La suddetta disposizione, in buona sostanza, detassa l'attività
c.d. interna degli enti di tipo associativo ossia l'attività svolta
in favore dei soli associati a fronte della quale sta la quota
associativa (quanto all'IVA si perviene alla stessa conclusione alla
luce dei presupposti di applicazione del tributo: per tutti v. G.G.
BERLINGIERI, Gli enti non commerciali, in F. TESAURO (a cura di),
L'imposta sul valore aggiunto, Torino, 2001, 207.
). Ebbene, nel caso dell'ente bilaterale a forma associativa laddove
gli organismi associati rappresentano (trattasi di rappresentanza
sindacale) gli "aderenti" (lavoratori ed imprese), non ha senso
escludere l'applicazione dell'anzidetta disposizione solo per
effetto della dissociazione tra qualifica di associato e soggetto che
versa la contribuzione all'ente (ossia l'"aderente").
Non escluderei a priori nemmeno l'applicazione all'ente bilaterale
dell'art. 74, comma 2, del Tuir laddove si prevede la non
commercialità, da un lato, dell'"esercizio di funzioni statali da
parte di enti pubblici" (lett. a)), e, dall'altro,
"l'esercizio di attività previdenziali, assistenziali e sanitarie
da parte di enti pubblici istituiti esclusivamente a tal fine,
comprese le aziende sanitarie locali".
........
Ricopi per intero l'estratto della fonte riportato sopra, senza modificarne nulla.
........
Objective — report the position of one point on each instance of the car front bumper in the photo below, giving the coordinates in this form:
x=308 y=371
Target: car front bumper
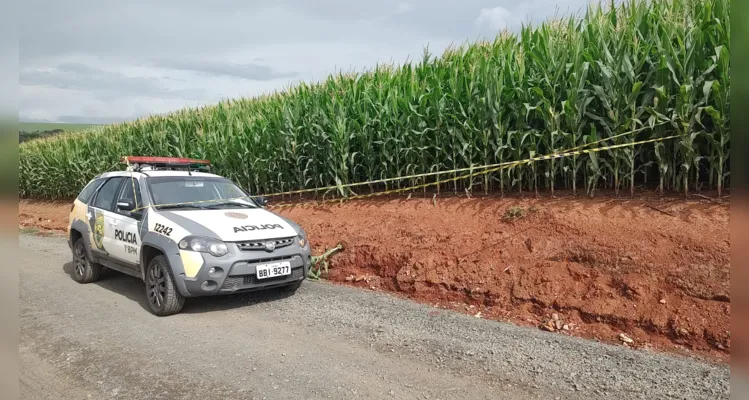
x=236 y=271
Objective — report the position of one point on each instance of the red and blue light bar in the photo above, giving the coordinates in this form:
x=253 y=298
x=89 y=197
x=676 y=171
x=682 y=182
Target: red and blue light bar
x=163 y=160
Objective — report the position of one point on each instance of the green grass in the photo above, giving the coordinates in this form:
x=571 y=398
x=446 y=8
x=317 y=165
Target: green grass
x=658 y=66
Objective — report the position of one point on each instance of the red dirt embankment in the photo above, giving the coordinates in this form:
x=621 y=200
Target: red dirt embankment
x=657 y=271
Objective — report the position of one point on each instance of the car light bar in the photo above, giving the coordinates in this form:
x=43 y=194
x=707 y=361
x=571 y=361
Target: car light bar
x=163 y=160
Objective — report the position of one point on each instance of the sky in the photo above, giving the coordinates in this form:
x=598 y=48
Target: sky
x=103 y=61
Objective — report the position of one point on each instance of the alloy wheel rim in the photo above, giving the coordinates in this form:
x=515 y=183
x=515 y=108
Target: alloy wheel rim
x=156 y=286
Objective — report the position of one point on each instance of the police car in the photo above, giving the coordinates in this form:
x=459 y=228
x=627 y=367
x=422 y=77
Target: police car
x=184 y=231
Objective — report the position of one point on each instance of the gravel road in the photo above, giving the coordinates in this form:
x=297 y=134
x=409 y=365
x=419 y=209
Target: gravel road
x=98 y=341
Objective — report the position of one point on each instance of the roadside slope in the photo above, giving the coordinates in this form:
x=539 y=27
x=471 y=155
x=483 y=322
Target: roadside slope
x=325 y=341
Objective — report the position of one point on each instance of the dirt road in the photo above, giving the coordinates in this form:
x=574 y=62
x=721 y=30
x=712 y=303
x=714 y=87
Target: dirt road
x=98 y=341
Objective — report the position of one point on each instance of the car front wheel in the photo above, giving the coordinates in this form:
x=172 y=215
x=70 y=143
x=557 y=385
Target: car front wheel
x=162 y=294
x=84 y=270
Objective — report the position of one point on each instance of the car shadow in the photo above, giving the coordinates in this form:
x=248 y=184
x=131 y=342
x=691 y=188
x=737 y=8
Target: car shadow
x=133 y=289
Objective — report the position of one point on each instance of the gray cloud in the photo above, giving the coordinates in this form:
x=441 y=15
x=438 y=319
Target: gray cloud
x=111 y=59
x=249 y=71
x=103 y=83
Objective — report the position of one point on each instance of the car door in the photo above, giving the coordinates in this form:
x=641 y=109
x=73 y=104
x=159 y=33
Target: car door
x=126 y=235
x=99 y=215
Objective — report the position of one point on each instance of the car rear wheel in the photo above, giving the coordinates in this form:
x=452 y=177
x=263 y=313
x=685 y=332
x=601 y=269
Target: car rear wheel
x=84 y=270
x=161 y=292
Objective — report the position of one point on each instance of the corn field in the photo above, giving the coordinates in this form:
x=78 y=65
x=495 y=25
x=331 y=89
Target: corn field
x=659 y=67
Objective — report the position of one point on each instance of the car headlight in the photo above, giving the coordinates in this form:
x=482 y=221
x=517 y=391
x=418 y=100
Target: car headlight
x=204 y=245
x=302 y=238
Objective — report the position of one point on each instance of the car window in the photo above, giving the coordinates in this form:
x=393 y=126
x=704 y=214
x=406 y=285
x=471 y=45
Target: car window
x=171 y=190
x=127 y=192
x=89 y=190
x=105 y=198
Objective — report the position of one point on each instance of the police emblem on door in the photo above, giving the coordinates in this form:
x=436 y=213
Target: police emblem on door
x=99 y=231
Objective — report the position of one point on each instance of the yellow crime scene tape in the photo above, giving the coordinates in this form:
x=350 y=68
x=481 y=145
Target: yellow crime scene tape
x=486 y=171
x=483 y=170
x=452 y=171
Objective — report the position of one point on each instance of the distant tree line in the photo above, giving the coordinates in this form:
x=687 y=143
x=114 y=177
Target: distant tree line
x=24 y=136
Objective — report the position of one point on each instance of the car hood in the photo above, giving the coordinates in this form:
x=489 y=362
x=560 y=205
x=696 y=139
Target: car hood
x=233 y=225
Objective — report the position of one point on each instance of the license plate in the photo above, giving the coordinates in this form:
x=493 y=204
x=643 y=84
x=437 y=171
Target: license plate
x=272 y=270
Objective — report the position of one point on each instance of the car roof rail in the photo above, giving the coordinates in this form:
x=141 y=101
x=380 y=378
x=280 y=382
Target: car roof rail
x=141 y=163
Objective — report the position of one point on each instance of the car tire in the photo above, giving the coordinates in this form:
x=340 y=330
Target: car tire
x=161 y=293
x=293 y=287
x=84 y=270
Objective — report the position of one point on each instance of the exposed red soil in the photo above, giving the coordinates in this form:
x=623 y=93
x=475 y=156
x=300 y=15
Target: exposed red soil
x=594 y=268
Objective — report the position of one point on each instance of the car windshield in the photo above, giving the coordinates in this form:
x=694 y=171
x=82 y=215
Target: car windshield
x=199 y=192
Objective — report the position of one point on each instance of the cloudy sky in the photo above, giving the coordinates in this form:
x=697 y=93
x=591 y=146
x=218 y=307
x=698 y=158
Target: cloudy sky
........
● Risposta scritta:
La suddetta disposizione, in buona sostanza, detassa l'attività
c.d. interna degli enti di tipo associativo ossia l'attività svolta
in favore dei soli associati a fronte della quale sta la quota
associativa (quanto all'IVA si perviene alla stessa conclusione alla
luce dei presupposti di applicazione del tributo: per tutti v. G.G.
BERLINGIERI, Gli enti non commerciali, in F. TESAURO (a cura di),
L'imposta sul valore aggiunto, Torino, 2001, 207.
). Ebbene, nel caso dell'ente bilaterale a forma associativa laddove
gli organismi associati rappresentano (trattasi di rappresentanza
sindacale) gli "aderenti" (lavoratori ed imprese), non ha senso
escludere l'applicazione dell'anzidetta disposizione solo per
effetto della dissociazione tra qualifica di associato e soggetto che
versa la contribuzione all'ente (ossia l'"aderente").
Non escluderei a priori nemmeno l'applicazione all'ente bilaterale
dell'art. 74, comma 2, del Tuir laddove si prevede la non
commercialità, da un lato, dell'"esercizio di funzioni statali da
parte di enti pubblici" (lett. a)), e, dall'altro,
"l'esercizio di attività previdenziali, assistenziali e sanitarie
da parte di enti pubblici istituiti esclusivamente a tal fine,
comprese le aziende sanitarie locali".